[Page text]:
····················
System evaluation: For evaluating the accuracy of the companion robot’s response content [17] and the reasonableness of its recommendations [18], this paper employs three test subjects to conduct a comparative test of the companion robot, Xiao Ai, and human communication. In terms of Q&A, the quality of the information provided in the feedback generated by the three systems is compared and evaluated. The information provided by the system is compared with the actual answers to assess the similarity, with high similarity indicating a correct response and low similarity indicating an incorrect response. For recommendations, test subjects choose their own interests as topics to test whether the returned content from the three systems is reasonable.
3.2 Database Construction and Data Preprocessing
Currently, there are three main open-source Chinese dialogue datasets: The Douban multi-turn dialogue dataset, which covers non-fixed chat content and belongs to casual conversation type; KdConv, a Chinese multi-domain knowledge-driven dialogue dataset containing movie, music, and travel domains; and Taobao customer service dialogue dataset, which is an e-commerce conversation corpus mainly related to product content. As the companion robot in this paper mainly chats about movies and music, KdConv is chosen as the primary dataset.
3.2.1 Selection and Acquisition of Databases
The KdConv open-source corpus is chosen as the dataset for this paper. To make the robot’s message responses more diverse and real-time, content is crawled from Douban and QQ Music using Python crawlers.
KdConv is a Chinese multi-domain knowledge driven dialogue dataset, which includes three topics: Movies, music, and travel. There are a total of 4.5 K dialogues and 86 K sentences, with an average conversation round of 19.0. Because the companion robot mainly discusses topics related to movies and music, only the data on movies and music in KdConv was selected.
The KdConv dataset format is Json format, which can be parsed layer by layer to obtain dialogue content and related data. The following shows the conversation content message and the information attrs required to answer the user in the KdConv dataset. The information sent by the user without the attrs field, and the content answered by the user with the attrs field. In attrs, there are triples of attrname, attrvalue, and name. The content of the name field is the person name, movie name, song name, etc. The attrvalue field is the attribute value of name, and the attrname field mainly represents the relationship between the name field and the attrvalue field.
The pre-filtering and noise reduction rules used in this paper are as follows:
(1) Remove a large number of special symbols that are not Chinese, English, or numbers: Special symbols such as “-”, “*” and “·” are removed.
(2) Remove continuously enclosed whitespace characters: Meaningless whitespace text consumes a lot of performance, so a large number of whitespace characters in the dataset are removed.
(3) Uniform file format: When inputting data into the model, various files need to be in a uniform format. The crawled information and KdConv dataset are unified in JSON format.
(4) Convert English uppercase and lowercase letters: To make English expressions in the dataset uniform.
The Chinese word segmentation tool jieba is used for data set Chinese word segmentation. To avoid splitting certain movie and song names, a dictionary is built based on the data crawled in the second part; the named entity recognition function provided by the language technology platform [19] (LTP) is used; and the Chinese relation extraction open-source tool DeepK [20], developed by the Knowledge Engine Laboratory of Zhejiang University, is used to parse text.
3.2.3 Preparation of Database for Recommendation Mode
To ensure the companion robot’s recommended content is timely, all content was obtained through web crawling. The study used a web crawler to extract content from Douban and QQ Music platforms in preparation for the recommendation system.
····················
[Dataset extract]:
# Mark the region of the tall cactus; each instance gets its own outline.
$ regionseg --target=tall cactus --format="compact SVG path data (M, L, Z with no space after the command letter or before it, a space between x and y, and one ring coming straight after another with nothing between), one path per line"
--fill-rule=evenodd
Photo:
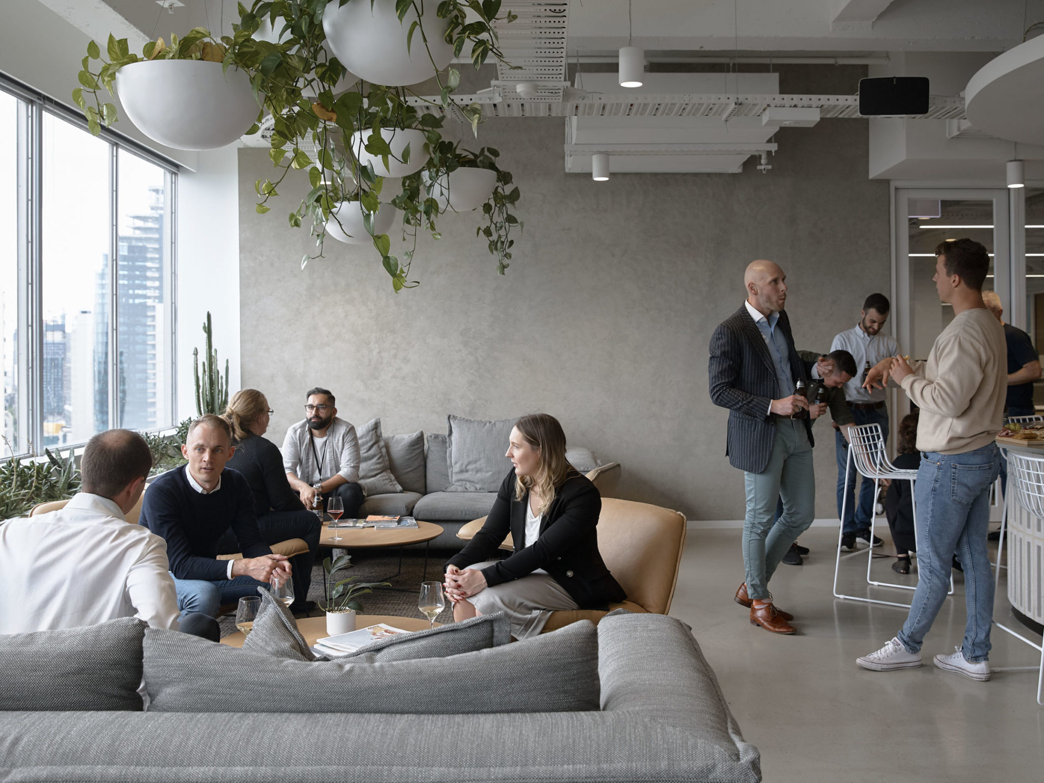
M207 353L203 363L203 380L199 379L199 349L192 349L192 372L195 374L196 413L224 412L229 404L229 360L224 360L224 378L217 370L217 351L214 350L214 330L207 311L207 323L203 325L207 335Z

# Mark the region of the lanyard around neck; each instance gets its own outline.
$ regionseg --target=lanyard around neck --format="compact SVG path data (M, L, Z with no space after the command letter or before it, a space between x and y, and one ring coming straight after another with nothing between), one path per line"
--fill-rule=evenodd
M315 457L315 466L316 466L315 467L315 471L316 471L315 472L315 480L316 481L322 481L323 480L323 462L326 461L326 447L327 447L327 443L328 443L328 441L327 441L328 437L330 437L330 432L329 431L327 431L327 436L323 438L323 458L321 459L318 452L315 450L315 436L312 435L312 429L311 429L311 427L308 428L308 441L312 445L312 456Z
····················
[Using the information]:
• a. Which tool does the companion robot text name for Chinese word segmentation of the dataset?
• b. From the companion robot text, copy verbatim the part that opens with the words containing "3.2 Database Construction" and closes with "using Python crawlers.".
The records are not required for anything that follows.

[Your responses]:
• a. The jieba Chinese word segmentation tool.

• b.
3.2 Database Construction and Data Preprocessing
Currently, there are three main open-source Chinese dialogue datasets: The Douban multi-turn dialogue dataset, which covers non-fixed chat content and belongs to casual conversation type; KdConv, a Chinese multi-domain knowledge-driven dialogue dataset containing movie, music, and travel domains; and Taobao customer service dialogue dataset, which is an e-commerce conversation corpus mainly related to product content. As the companion robot in this paper mainly chats about movies and music, KdConv is chosen as the primary dataset.
3.2.1 Selection and Acquisition of Databases
The KdConv open-source corpus is chosen as the dataset for this paper. To make the robot’s message responses more diverse and real-time, content is crawled from Douban and QQ Music using Python crawlers.